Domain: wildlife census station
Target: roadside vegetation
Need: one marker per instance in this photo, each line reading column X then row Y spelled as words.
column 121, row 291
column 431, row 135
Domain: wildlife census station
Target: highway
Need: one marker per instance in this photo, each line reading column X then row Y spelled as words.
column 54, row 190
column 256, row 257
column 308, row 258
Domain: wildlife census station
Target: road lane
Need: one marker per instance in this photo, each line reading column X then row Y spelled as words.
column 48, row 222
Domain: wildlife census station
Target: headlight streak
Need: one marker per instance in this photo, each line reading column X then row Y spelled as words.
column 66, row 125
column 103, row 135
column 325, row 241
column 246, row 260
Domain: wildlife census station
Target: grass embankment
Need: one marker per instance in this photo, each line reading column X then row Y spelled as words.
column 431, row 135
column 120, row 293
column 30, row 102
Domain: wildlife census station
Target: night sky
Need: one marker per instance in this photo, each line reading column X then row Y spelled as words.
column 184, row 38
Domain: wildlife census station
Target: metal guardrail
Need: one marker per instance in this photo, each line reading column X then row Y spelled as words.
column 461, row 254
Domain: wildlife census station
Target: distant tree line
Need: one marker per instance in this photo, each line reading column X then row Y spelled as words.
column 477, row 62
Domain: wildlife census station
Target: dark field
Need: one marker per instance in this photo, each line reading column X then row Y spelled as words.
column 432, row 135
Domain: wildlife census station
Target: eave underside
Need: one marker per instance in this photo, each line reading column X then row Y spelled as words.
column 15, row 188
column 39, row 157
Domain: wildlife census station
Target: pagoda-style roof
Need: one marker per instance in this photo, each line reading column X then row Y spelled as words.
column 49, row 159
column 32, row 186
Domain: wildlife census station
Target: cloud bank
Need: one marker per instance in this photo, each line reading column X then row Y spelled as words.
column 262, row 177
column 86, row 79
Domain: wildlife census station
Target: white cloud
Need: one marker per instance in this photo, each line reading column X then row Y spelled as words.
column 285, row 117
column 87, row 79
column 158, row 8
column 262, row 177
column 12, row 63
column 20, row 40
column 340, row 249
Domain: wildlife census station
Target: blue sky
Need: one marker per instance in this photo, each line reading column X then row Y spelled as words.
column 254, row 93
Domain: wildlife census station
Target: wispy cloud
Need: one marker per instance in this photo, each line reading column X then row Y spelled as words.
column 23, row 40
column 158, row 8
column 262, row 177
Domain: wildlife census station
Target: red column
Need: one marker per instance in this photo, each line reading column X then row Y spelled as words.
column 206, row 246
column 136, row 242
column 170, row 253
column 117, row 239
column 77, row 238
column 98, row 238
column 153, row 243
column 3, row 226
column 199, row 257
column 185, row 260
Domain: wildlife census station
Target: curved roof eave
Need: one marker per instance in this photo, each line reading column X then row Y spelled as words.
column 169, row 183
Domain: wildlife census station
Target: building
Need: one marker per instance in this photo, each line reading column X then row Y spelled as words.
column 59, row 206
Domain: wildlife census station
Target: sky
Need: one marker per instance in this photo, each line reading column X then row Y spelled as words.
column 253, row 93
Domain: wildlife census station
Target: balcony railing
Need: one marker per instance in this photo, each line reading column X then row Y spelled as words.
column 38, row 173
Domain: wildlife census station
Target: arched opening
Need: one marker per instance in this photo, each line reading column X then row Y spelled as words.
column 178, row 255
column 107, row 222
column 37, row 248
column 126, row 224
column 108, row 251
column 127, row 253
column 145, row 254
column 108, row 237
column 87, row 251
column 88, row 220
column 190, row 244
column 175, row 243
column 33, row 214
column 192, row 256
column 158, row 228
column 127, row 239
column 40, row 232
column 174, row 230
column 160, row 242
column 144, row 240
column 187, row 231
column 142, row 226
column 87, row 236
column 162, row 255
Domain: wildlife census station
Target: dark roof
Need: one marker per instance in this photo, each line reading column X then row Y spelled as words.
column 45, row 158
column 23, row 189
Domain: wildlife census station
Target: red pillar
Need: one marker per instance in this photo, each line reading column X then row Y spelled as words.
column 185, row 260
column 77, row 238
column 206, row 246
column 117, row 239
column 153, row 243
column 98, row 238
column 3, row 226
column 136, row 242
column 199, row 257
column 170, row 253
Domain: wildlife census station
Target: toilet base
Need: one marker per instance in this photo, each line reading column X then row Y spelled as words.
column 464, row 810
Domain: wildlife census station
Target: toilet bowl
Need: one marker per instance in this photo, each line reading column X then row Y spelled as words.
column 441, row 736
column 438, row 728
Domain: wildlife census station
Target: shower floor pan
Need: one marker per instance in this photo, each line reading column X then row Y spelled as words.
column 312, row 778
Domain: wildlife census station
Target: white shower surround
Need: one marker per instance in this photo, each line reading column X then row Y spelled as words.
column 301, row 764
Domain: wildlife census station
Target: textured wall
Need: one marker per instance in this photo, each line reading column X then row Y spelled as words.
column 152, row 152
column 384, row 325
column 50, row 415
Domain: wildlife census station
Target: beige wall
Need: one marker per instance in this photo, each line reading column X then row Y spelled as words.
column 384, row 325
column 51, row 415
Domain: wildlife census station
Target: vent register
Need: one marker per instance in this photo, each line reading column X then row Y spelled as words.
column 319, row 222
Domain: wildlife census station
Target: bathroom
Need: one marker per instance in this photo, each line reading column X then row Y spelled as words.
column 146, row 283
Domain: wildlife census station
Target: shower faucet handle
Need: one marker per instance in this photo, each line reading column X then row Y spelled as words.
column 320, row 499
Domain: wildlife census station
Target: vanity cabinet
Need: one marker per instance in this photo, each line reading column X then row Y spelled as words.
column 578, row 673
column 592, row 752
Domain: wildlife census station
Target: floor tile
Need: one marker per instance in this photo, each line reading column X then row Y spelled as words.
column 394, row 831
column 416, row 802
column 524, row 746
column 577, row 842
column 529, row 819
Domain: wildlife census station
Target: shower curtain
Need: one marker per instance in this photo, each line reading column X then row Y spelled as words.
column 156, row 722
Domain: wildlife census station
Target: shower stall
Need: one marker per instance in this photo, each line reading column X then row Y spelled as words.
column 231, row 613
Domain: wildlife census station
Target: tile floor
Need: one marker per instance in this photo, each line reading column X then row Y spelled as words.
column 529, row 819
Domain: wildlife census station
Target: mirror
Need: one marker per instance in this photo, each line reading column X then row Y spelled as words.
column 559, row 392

==

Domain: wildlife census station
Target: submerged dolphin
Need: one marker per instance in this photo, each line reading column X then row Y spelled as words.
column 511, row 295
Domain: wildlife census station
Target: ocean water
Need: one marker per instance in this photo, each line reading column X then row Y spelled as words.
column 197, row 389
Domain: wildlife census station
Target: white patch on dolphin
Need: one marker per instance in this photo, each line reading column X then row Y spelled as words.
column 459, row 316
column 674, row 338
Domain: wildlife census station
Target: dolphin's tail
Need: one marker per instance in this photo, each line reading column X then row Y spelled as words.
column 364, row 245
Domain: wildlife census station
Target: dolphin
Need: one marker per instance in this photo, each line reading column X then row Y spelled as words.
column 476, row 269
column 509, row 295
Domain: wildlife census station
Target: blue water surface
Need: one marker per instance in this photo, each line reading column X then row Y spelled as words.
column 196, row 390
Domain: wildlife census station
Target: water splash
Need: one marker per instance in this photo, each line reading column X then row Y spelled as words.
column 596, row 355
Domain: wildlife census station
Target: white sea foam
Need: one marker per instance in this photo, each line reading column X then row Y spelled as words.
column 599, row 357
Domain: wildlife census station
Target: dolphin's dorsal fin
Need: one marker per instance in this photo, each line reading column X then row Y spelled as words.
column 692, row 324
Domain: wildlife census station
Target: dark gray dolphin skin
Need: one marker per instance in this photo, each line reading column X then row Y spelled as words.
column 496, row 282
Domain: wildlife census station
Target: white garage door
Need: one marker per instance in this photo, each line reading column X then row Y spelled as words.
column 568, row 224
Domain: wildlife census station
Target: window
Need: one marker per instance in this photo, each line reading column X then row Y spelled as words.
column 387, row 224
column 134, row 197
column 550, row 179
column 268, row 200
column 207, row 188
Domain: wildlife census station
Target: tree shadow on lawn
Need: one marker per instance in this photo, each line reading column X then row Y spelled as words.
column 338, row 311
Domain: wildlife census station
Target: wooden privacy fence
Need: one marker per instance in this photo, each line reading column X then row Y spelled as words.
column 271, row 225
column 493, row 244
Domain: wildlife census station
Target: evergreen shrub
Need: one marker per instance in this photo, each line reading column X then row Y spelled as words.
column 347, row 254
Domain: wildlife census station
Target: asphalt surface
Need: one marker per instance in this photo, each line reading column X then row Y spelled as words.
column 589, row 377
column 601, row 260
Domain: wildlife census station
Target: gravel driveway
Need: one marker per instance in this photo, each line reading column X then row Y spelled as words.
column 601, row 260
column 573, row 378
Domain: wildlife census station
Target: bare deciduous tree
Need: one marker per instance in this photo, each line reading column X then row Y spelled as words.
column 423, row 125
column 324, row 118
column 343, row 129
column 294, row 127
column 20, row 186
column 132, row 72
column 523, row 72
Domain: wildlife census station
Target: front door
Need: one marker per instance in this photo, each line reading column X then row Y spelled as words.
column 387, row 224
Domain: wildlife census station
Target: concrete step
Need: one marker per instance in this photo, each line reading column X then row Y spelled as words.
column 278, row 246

* * *

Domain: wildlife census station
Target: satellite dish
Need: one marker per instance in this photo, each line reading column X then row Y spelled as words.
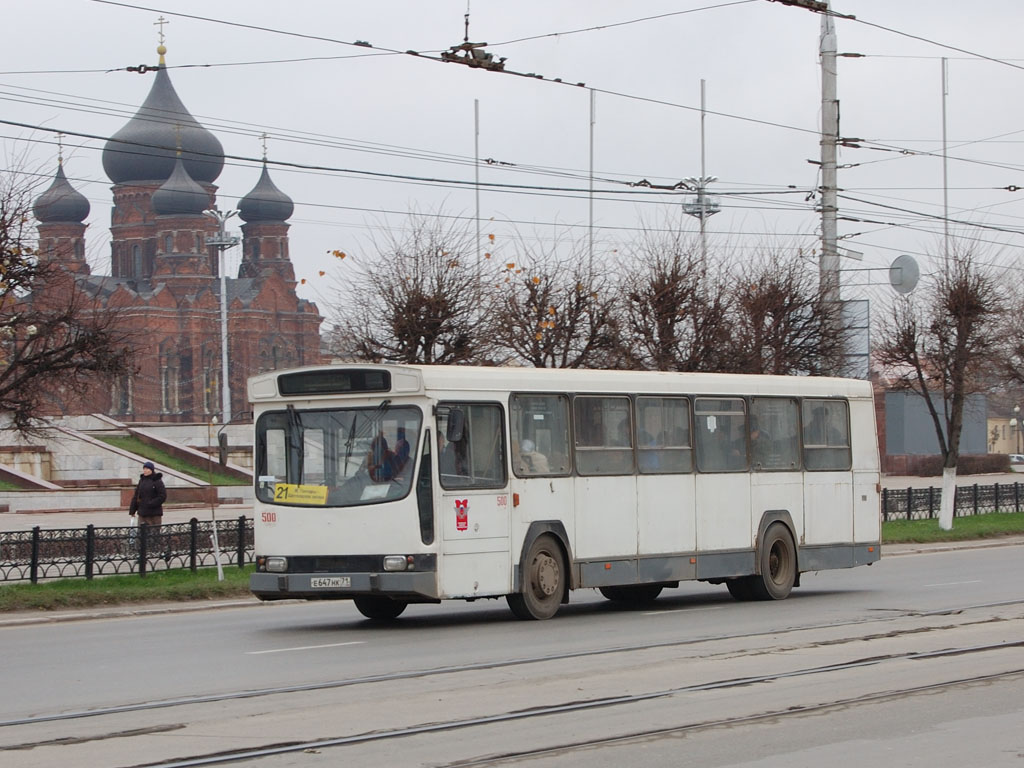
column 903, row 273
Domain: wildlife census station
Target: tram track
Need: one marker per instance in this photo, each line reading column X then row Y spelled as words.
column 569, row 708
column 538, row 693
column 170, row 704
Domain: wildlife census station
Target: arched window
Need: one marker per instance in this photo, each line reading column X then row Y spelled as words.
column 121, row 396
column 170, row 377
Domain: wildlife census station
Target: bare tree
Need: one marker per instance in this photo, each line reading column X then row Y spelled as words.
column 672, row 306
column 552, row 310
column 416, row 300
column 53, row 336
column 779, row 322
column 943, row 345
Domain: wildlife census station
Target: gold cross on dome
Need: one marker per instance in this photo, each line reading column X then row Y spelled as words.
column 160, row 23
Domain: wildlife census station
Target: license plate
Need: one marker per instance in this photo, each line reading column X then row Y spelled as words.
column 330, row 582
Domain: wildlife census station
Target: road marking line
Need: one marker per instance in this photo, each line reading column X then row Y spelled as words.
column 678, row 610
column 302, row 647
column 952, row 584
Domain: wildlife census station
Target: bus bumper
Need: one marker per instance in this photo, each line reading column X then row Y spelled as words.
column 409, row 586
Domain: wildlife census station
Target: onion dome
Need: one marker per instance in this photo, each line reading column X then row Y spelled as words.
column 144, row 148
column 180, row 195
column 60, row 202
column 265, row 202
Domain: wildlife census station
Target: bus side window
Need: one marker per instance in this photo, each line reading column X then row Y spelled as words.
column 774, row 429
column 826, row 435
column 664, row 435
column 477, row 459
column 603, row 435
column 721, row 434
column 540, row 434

_ACTION ITEM_: Taking the records above line by line, count those that hold the word "roof"; the number is the entire answer.

_ANSWER SPACE_: 3